## DOCUMENT SEGMENT

As of kernel 2.6, the kernel is preemptible. A kernel task can be
preempted, so that some important user application can continue to run.
The main advantage of this is that there will be a big boost to user
interactiveness of the system, and the user will feel that things are
happening at a faster pace for a key stroke or mouse click.
Of course, not all sections of the kernel code can be preempted.
Certain critical sections of the kernel code are locked against
preemption. Locking should ensure both that per-CPU data structures and
state are always protected against preemption.
The following code-snippet demonstrates the per-CPU data structure problem
(in an SMP system):
Listing 1. Code with kernel preemption problem
int arr[NR_CPUS];
arr[smp_processor_id()] = i;
/* kernel preemption could happen here */
j = arr[smp_processor_id()] /* i and j are not equal as
smp_processor_id() may not be the same */
|
In this situation, if kernel preemption had happened at the specified
point, the task would have been assigned to some other processor upon
re-schedule -- in which case smp_processor_id() would have returned a
different value.
This situation should be prevented by locking.
FPU mode is another case where the state of the CPU should be
protected from preemption. When the kernel is executing floating point
instructions, the FPU state is not saved. If preemption happens here, then
upon reschedule, the FPU state is completely different from what was there
before preemption. So FPU code must always be locked against kernel
preemption.
Locking can be done by disabling preemption for the critical section
and re-enabling it afterwards. The following #defines have been provided
by the 2.6 kernel to disable and enable preemption:
-
preempt_enable()
-- decrements the preempt counter
-
preempt_disable()
-- increments the preempt counter
-
get_cpu()
-- calls preempt_disable() followed by a call to
smp_processor_id()
-
put_cpu()
-- re-enables preemption()
Using these defines, Listing 1 could be rewritten as:
Listing 2. Code with locking against preemption
int cpu, arr[NR_CPUS];
arr[get_cpu()] = i; /* disable preemption */
j = arr[smp_processor_id()];
/* do some critical stuff here */
put_cpu() /* re-enable preemption */
|
Note that preempt_disable()/enable() calls are nested. That is,
preempt_disable() can be called n number of times and preemption will only
be re-enabled when the nth preempt_enable() is encountered.
Preemption is implicitly disabled if any spin locks are held. For
instance, a call to spin_lock_irqsave() implicitly prevents preemption by
calling preempt_disable(); a call to spin_unlock_irqrestore() re-enables
preemption by calling preempt_enable().
Improved threading model and support for NPTL
A lot of work in improving threading performance has gone into the 2.5
kernel. The improved threading model in 2.6 was also done by Ingo Molnar.
Based on a 1:1 threading model (one kernel thread for one user thread), it
includes in-kernel support for the new Native Posix Threading Library (or
NPTL), which was developed by Molnar in cooperation with Ulrich Drepper.

Location identification items:
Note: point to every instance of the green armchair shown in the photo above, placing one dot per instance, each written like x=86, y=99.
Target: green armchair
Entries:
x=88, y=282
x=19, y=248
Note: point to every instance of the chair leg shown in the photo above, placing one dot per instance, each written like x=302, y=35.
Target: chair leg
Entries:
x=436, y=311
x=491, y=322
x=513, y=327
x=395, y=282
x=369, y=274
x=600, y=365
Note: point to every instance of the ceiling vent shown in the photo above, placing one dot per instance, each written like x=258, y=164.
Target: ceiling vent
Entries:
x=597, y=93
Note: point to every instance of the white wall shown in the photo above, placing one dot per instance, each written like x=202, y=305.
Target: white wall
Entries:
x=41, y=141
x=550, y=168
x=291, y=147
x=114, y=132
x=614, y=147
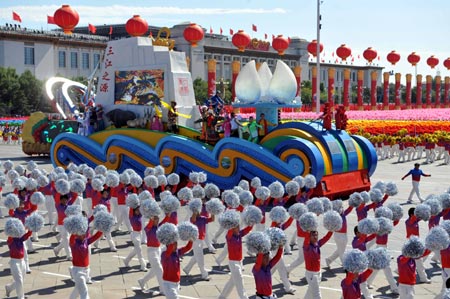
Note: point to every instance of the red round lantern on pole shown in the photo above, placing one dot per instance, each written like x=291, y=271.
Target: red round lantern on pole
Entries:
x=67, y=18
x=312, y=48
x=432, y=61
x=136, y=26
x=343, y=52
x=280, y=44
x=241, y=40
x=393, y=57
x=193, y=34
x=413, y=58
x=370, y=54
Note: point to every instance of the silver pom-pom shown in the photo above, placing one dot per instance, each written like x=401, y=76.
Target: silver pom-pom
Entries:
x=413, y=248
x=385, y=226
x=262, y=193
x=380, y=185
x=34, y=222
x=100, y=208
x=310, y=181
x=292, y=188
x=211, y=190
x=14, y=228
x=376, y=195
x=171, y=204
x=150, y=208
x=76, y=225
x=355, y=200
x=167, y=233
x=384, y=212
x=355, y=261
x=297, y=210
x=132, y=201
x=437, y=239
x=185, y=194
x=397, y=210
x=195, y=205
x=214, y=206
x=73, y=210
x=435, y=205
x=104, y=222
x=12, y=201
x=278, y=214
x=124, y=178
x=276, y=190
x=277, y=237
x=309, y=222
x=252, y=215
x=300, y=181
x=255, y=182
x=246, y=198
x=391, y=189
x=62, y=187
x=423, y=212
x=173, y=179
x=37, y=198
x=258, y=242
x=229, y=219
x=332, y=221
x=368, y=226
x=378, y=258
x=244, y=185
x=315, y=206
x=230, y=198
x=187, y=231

## WRITTEN TASKS
A) Answer these from the kernel preemption text:
(i) What does preempt_disable() do to the preempt counter?
(ii) Which call implicitly prevents preemption by calling preempt_disable()?
(iii) Who worked with Ulrich Drepper to develop the Native Posix Threading Library?
B) Reproduce word for word the stretch of the kernel preemption text that begins at the words "Improved threading model and" and stops after "by Ingo Molnar.".

## PER-TASK ANSWERS
A)
(i) It increments the preempt counter.
(ii) spin_lock_irqsave()
(iii) Ingo Molnar

B)
Improved threading model and support for NPTL
A lot of work in improving threading performance has gone into the 2.5
kernel. The improved threading model in 2.6 was also done by Ingo Molnar.